— Materials provided —
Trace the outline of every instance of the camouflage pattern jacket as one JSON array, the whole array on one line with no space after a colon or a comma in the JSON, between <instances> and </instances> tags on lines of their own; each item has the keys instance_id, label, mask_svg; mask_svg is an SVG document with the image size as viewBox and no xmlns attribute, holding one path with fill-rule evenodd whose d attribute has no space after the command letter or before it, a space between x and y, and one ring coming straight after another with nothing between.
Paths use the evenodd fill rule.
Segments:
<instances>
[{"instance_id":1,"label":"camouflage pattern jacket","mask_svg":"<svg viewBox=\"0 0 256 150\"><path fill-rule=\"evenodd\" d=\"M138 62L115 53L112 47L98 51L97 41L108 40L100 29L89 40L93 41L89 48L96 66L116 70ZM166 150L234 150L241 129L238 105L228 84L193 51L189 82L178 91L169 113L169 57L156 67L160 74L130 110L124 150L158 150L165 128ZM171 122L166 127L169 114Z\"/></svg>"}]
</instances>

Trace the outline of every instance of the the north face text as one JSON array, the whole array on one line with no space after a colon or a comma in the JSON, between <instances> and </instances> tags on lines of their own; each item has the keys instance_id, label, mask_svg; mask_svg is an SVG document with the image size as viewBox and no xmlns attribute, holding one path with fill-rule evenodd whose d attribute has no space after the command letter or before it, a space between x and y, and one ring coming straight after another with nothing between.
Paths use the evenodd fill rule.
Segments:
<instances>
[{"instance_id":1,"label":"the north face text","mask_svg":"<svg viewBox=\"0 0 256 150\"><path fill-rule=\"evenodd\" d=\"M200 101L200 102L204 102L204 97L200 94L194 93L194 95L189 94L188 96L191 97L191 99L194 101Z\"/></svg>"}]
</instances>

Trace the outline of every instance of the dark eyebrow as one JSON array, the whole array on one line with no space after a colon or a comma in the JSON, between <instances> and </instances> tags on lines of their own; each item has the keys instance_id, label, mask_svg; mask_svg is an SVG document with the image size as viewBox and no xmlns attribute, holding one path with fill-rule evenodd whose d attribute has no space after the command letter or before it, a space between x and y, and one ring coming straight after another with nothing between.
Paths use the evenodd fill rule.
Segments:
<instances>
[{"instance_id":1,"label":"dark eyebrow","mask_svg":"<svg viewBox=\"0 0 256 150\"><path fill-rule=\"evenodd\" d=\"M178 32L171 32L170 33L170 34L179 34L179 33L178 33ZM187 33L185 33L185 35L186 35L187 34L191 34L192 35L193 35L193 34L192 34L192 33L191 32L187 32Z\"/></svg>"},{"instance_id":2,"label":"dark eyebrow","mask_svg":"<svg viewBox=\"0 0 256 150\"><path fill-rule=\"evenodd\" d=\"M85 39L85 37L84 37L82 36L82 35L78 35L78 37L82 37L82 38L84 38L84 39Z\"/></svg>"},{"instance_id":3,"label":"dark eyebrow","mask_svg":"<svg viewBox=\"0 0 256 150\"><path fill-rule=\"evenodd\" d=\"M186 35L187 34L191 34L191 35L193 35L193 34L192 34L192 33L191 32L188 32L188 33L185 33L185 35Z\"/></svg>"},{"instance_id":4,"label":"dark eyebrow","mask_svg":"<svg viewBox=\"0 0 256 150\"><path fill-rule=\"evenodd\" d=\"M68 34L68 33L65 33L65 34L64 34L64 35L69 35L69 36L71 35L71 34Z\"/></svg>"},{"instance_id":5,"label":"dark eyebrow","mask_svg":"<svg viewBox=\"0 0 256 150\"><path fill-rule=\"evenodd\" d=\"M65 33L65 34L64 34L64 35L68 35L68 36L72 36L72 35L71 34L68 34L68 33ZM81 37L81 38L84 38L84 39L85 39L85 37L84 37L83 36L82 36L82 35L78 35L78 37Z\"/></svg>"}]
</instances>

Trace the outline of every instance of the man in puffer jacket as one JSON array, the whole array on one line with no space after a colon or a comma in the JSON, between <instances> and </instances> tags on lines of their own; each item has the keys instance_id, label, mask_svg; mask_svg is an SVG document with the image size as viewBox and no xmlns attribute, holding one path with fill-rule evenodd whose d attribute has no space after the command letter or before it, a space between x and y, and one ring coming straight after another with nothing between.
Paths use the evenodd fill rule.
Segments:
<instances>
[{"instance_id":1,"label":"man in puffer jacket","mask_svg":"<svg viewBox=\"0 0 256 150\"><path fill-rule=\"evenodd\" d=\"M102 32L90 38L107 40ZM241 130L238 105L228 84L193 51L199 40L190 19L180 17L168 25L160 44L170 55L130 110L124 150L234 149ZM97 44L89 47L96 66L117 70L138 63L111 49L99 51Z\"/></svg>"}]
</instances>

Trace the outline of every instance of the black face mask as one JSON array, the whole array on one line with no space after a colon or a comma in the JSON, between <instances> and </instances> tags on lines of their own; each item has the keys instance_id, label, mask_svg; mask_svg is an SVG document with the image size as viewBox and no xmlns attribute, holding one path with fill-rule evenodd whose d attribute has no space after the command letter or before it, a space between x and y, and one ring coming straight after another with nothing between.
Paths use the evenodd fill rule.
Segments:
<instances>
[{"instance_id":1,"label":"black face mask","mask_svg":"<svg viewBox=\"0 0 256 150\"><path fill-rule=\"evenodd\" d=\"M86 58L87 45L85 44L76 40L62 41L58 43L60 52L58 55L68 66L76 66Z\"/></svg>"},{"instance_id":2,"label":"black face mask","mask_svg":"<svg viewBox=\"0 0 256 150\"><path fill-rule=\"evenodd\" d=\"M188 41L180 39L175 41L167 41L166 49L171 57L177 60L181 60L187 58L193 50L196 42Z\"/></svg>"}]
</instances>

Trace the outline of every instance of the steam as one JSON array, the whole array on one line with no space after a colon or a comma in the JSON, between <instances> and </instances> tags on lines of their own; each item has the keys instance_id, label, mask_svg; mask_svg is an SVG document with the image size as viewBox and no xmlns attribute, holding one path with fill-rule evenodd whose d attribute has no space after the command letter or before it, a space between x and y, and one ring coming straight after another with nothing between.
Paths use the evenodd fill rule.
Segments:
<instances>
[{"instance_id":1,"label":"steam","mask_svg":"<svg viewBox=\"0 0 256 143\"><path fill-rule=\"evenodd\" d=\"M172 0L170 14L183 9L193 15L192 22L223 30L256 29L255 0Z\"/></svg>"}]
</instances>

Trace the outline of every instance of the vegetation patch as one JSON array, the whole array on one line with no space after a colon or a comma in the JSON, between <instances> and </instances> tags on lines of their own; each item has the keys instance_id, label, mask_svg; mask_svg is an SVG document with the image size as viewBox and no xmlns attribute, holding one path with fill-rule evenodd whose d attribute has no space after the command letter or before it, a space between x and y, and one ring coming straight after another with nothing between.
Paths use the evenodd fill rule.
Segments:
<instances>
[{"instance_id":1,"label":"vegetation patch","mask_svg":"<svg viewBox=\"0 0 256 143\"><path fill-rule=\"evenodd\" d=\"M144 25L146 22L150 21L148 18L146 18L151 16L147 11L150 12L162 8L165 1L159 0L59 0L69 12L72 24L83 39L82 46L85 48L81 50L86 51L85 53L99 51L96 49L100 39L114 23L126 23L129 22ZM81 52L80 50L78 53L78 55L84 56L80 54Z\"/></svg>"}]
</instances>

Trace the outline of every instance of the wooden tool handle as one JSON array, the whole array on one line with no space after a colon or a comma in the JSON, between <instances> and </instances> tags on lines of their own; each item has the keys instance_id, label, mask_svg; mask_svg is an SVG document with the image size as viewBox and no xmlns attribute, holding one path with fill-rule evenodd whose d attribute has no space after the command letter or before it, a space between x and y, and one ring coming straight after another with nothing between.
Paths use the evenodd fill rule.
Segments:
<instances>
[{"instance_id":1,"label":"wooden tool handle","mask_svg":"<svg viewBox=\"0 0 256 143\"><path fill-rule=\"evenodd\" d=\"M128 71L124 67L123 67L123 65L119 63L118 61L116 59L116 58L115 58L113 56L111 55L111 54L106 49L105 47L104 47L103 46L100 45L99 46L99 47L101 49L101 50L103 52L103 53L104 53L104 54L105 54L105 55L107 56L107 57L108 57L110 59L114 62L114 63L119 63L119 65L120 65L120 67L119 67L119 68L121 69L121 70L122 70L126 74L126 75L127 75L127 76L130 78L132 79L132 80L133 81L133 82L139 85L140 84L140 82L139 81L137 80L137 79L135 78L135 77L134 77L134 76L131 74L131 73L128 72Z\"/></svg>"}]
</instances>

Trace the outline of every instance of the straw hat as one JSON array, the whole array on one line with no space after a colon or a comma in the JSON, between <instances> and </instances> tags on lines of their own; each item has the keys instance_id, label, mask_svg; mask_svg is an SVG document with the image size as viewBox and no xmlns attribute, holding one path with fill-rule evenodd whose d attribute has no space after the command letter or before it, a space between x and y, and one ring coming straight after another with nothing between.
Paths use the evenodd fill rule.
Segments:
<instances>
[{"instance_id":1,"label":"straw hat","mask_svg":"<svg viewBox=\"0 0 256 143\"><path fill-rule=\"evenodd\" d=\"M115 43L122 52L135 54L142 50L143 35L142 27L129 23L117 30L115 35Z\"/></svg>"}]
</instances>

— Task prompt —
Lay out as a Markdown table, with columns headed Row and Text, the part of the records that opens with the line containing "Trace the outline of every instance of the straw" and runs through the end of the records. Number each line in Row, and leave out blank lines.

— Solution to the exercise —
| Row | Text |
|---|---|
| 1 | Trace the outline of every instance of the straw hat as one JSON array, the whole array on one line with no space after a colon or a comma in the JSON, between <instances> and </instances> tags on lines of their own; each item has the keys instance_id, label, mask_svg; mask_svg is an SVG document with the image size as viewBox and no xmlns attribute, holding one path with fill-rule evenodd whose d attribute has no space after the command letter or before it, a space between x and y, and one ring coming straight after another with nothing between. |
| 2 | Paths use the evenodd fill rule. |
| 3 | Segments: |
| 4 | <instances> |
| 5 | [{"instance_id":1,"label":"straw hat","mask_svg":"<svg viewBox=\"0 0 256 143\"><path fill-rule=\"evenodd\" d=\"M115 43L122 52L135 54L142 50L143 35L142 27L129 23L117 30L115 35Z\"/></svg>"}] |
| 6 | </instances> |